**TASK INSTRUCTIONS:** Rewrite the listing below line for line, including its requests, and shift each point coordinate in the answers by adding 11 to every number. Leave the pictures out.

**EXCERPTED DATA:**
______________________________

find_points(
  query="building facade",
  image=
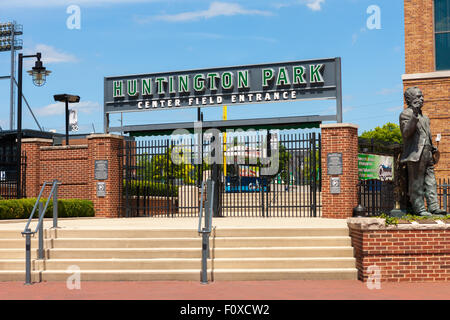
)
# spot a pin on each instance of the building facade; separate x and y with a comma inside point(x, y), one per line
point(427, 65)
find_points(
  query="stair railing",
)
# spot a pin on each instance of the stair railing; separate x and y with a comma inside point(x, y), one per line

______________________________

**SOLUTION TO THE EXERCISE:**
find_points(
  query="building facade",
  image=
)
# spot a pin on each instance of the building facade; separate x and y with a comma inside point(x, y), one per line
point(438, 76)
find_points(
  query="stair railing",
)
# spot a pin on each instance of the stair railing; separate x and y with a comma inside point(x, y), one per line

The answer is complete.